- _Required work_
From the generator forum post, copy the part that opens with the words containing "I've already figured" and closes with "to the questions.".

Getting ready for new generator....questions (of course!).

Joined
Mar 18, 2011
Messages
66
Location
South Alabama
First post here so "Howdy!". :) Located in south Alabama After years of "we need to get a generator"...we're finally getting a generator. We will be getting a Champion 7850/6250 dual-fuel generator in a couple of weeks...on order, slow boat. Anyhow, I've got some questions/thoughts that I'd appreciate some feedback on...so I'll know I'm on the right track.

Calculating a 20% running overhead and including a 1200w surge for a side-by-side refrigerator the generator will be running and handling surges at roughly 50% load.

The generator will be used for emergency power outages and *maybe* for remote building projects. Living where we do we are not immune to hurricanes and can have power outages for a few hours to a couple of days. The "days" long outages are not very frequent, thank goodness, but...you never know. The longest we've been out is five days back after Opal came through. So, the generator won't be ran that often for extended times but when I want it to work, I want it to work. ;)

I've already figured out (from reading here on the forum) to swap out the Torch plug for a NGK. Weird thing about that is that the specs state it comes with a Torch but the recommendation is for the NGK. Seems Champion would have already swapped them out. Anyhow...on to the questions.

Coordinate annotation entries:

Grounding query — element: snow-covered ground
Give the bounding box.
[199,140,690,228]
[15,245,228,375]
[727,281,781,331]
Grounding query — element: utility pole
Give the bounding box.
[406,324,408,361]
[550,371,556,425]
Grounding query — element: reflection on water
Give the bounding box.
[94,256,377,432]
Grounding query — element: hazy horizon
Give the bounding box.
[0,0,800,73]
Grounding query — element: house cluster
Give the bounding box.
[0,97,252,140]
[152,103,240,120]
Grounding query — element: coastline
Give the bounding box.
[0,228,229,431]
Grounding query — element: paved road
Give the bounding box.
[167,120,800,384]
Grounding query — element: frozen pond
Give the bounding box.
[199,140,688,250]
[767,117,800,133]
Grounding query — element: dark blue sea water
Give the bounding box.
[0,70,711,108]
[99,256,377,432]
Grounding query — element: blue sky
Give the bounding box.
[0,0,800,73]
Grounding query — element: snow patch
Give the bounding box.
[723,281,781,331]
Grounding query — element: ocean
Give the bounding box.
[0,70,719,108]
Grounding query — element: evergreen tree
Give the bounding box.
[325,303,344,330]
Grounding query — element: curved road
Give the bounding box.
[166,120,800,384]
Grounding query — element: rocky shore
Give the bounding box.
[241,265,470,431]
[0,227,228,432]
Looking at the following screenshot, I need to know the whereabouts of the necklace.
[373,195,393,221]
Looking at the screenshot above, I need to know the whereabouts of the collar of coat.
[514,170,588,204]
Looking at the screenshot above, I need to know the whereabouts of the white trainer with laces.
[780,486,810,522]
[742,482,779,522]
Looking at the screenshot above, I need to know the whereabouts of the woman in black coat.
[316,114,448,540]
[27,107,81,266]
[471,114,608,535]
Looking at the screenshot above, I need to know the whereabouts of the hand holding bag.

- _Full solution_
I've already figured out (from reading here on the forum) to swap out the Torch plug for a NGK. Weird thing about that is that the specs state it comes with a Torch but the recommendation is for the NGK. Seems Champion would have already swapped them out. Anyhow...on to the questions.